• Work required:
Answer these from the post on Plato's works:
(a) During which festival is the Timaeus set?
(b) Which of the three streams of Platonism does the post call by far the most common?
(c) Who gives the long uninterrupted monologue in the Timaeus?

• Text block:
═══
Thursday 26 November 2020

A Platonic Pedigree

In the programmatic statements at the beginning of Plato's Timaeus, there is an implied configuration of connections that has become canonical in the Platonic tradition. For a start, the Timaeus is set upon the festival of the Panathenea - visitors from Magna Grecia are in Athens for the "festival of the goddess". This is the same narrative device around which the dialogue called 'Parmenides' is framed and so we are surely supposed to see a connection between the two works. Thus in the Platonic tradition these two works were seen as complementary, one concerning cosmology and the other metaphysics. But, as Socrates speaks, we are also told that the day before he had given an account of the Ideal City and he gives a summary of the first part of the dialogue called the Republic - now he wants to see the ideal state in action - and so we are surely to see a connection with that work as well. The Republic, of course, is regarded as Plato's masterpiece, and is central among Plato's writings. In this configuration it is linked with the Timaeus and the Parmenides such that the Platonic tradition has often seen these three works as a set, and as the core of the Platonic corpus.

 
Accordingly, we can distinguish three great streams of Platonism, and Platonists (a very broad category) are usually of one of these three complexions. There are those whose primary focus is metaphysics (Parmenides), those whose focus is the political/sociological/psychological and ethical Plato of the Republic, and then there are those whose Platonism is essentially cosmological (Timaeus). Needless to say, these areas overlap, and we are schematizing, but there are nonetheless three main directions in which Platonic thought is developed. It is a useful model.





Of the three, the path of the Republic is by far the most common. That is, most Platonism is a development of the doctrines and teachings of the Republic, which is also to say it is Socratic. We can distinguish between three wider traditions that extend out from Plato's key works: the Socratic, the Eleatic and the Pythagorean. Socrates is the hero of the Republic, but the Parmenides is - in a sense - anti-Socratic (since Father Parmenides puts young Socrates in his place) and the Timaeus is - in a sense - non-Socratic (it is a long uninterrupted monologue by Timaeus of Locri in which Socrates plays no part.) Socrates is the key figure in Platonic ethics, but the Platonic metaphysical tradition leads to Parmenides and the Eleatics and the cosmological tradition leads to the Pythagoreans. (Yes, we might say that Socrates - at least Plato's Socrates - was a Parmenidean and a Pythagorean, but the distinctions are still meaningful.)
═══
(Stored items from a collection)
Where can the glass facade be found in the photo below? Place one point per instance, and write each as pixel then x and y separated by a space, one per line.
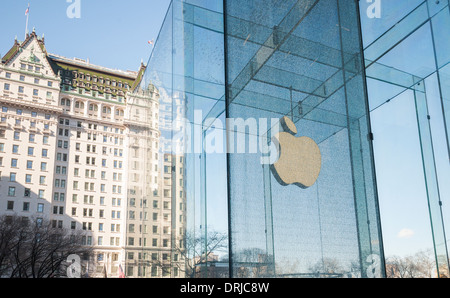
pixel 406 58
pixel 308 140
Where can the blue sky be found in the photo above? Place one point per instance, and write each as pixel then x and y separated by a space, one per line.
pixel 111 33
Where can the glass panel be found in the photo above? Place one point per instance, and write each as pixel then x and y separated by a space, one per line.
pixel 302 61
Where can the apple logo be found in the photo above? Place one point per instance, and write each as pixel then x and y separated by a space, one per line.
pixel 299 160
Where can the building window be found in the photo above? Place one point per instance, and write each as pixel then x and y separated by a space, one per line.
pixel 10 205
pixel 11 191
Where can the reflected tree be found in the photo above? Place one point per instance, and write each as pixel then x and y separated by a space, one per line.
pixel 31 248
pixel 419 265
pixel 197 255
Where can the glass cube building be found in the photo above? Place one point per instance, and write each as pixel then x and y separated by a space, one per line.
pixel 304 138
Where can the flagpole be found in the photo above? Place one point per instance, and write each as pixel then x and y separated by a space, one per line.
pixel 26 26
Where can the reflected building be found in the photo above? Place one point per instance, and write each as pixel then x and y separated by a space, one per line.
pixel 345 78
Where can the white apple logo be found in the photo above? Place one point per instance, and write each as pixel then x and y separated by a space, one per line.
pixel 299 160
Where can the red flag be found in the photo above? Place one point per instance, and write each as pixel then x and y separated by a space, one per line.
pixel 121 273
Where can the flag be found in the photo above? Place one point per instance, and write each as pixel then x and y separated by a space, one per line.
pixel 121 274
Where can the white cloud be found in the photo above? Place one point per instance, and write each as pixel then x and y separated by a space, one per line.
pixel 405 233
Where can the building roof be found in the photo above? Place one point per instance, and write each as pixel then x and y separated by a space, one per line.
pixel 70 69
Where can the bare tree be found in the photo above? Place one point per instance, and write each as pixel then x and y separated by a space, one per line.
pixel 34 249
pixel 419 265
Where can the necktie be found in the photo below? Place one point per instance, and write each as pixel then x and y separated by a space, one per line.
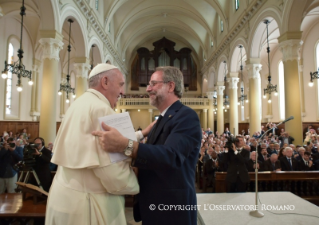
pixel 289 160
pixel 152 134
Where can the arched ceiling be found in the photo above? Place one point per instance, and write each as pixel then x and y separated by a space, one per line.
pixel 139 23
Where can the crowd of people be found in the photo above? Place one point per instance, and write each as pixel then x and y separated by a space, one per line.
pixel 274 153
pixel 13 159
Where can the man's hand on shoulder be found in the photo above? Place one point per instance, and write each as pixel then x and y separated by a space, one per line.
pixel 111 139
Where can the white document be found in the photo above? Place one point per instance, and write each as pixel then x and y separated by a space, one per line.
pixel 123 123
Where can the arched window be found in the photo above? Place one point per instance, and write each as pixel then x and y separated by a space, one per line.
pixel 9 82
pixel 236 4
pixel 97 4
pixel 281 91
pixel 221 26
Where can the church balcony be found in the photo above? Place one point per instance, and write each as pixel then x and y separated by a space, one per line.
pixel 143 103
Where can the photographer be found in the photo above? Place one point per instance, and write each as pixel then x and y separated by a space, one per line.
pixel 42 164
pixel 237 157
pixel 10 154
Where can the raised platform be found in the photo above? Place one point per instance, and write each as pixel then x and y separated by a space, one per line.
pixel 209 213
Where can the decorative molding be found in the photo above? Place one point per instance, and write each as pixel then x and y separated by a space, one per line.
pixel 290 49
pixel 251 10
pixel 85 8
pixel 210 95
pixel 233 81
pixel 1 13
pixel 51 48
pixel 253 71
pixel 220 90
pixel 82 70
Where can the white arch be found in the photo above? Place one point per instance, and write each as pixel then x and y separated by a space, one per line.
pixel 99 45
pixel 221 68
pixel 258 28
pixel 67 11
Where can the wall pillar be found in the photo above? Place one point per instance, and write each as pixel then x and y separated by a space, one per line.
pixel 204 119
pixel 289 45
pixel 82 70
pixel 233 100
pixel 220 111
pixel 35 112
pixel 151 115
pixel 253 68
pixel 51 48
pixel 211 110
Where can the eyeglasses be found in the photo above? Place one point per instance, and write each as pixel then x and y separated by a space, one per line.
pixel 152 83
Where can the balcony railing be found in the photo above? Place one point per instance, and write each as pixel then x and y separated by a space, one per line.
pixel 191 102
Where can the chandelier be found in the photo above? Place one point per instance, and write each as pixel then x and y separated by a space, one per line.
pixel 66 86
pixel 313 75
pixel 17 67
pixel 92 59
pixel 270 87
pixel 242 97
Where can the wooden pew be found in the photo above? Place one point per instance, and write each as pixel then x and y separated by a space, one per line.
pixel 305 184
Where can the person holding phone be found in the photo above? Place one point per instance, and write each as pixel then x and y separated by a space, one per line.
pixel 10 154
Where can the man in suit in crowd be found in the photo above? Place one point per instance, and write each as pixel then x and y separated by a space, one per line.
pixel 301 152
pixel 263 156
pixel 42 163
pixel 166 163
pixel 288 162
pixel 285 139
pixel 237 173
pixel 251 164
pixel 10 154
pixel 272 164
pixel 210 167
pixel 306 164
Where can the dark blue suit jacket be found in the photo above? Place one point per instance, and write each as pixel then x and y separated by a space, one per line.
pixel 167 169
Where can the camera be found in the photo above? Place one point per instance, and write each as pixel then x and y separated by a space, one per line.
pixel 230 141
pixel 12 145
pixel 28 161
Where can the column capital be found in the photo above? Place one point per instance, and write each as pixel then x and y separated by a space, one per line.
pixel 210 95
pixel 220 90
pixel 253 70
pixel 51 48
pixel 82 70
pixel 290 49
pixel 233 81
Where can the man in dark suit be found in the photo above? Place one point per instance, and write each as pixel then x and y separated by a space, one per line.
pixel 237 173
pixel 251 164
pixel 263 156
pixel 42 164
pixel 272 164
pixel 166 163
pixel 306 164
pixel 288 162
pixel 285 139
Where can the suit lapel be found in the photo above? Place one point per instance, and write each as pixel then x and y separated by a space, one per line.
pixel 171 111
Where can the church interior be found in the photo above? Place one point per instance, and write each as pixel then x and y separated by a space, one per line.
pixel 245 63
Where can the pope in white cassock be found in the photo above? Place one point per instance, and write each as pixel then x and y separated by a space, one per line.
pixel 88 188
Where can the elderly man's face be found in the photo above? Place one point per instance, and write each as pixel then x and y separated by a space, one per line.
pixel 264 151
pixel 253 156
pixel 288 152
pixel 115 87
pixel 273 158
pixel 157 89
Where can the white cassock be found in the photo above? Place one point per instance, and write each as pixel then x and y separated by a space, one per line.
pixel 87 188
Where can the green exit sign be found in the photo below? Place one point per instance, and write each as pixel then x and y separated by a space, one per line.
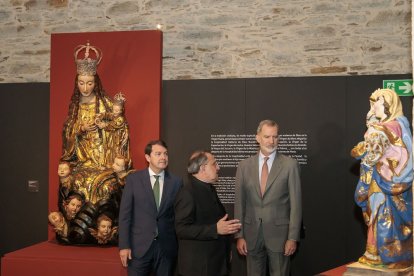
pixel 401 87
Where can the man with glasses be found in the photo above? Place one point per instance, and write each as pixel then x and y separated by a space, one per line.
pixel 201 223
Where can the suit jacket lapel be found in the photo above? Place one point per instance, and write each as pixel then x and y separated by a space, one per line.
pixel 274 172
pixel 148 190
pixel 166 192
pixel 255 175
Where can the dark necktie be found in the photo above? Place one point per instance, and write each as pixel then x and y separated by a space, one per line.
pixel 156 190
pixel 264 175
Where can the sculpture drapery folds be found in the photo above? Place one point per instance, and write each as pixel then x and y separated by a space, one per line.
pixel 384 190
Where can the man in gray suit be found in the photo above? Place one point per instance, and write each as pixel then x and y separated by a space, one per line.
pixel 147 239
pixel 268 204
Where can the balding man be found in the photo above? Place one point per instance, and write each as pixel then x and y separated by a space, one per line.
pixel 201 223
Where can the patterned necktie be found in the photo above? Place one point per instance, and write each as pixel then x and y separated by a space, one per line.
pixel 156 190
pixel 264 175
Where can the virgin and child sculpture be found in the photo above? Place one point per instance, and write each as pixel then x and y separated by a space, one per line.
pixel 95 158
pixel 384 190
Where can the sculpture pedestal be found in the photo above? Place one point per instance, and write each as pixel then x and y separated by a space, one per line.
pixel 50 258
pixel 357 269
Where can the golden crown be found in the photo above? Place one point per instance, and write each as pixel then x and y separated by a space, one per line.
pixel 87 65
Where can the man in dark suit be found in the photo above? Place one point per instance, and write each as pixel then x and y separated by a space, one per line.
pixel 268 203
pixel 201 223
pixel 147 239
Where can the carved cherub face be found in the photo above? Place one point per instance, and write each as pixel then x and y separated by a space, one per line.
pixel 119 164
pixel 117 109
pixel 73 207
pixel 56 219
pixel 104 228
pixel 63 170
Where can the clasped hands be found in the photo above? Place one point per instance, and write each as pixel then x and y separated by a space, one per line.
pixel 227 227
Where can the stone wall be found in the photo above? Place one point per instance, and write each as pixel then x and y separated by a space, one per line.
pixel 206 39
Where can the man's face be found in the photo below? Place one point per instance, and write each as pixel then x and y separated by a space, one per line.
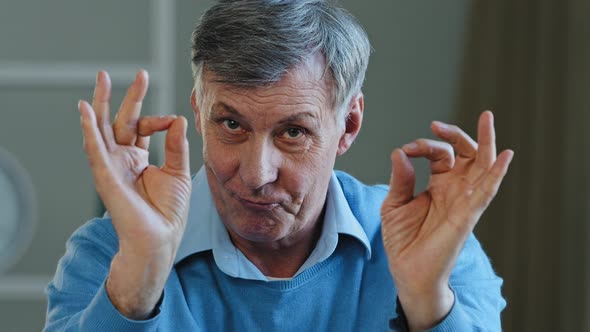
═══
• Response to this exercise:
(a) The Panathenea, the "festival of the goddess"
(b) The path of the Republic
(c) Timaeus of Locri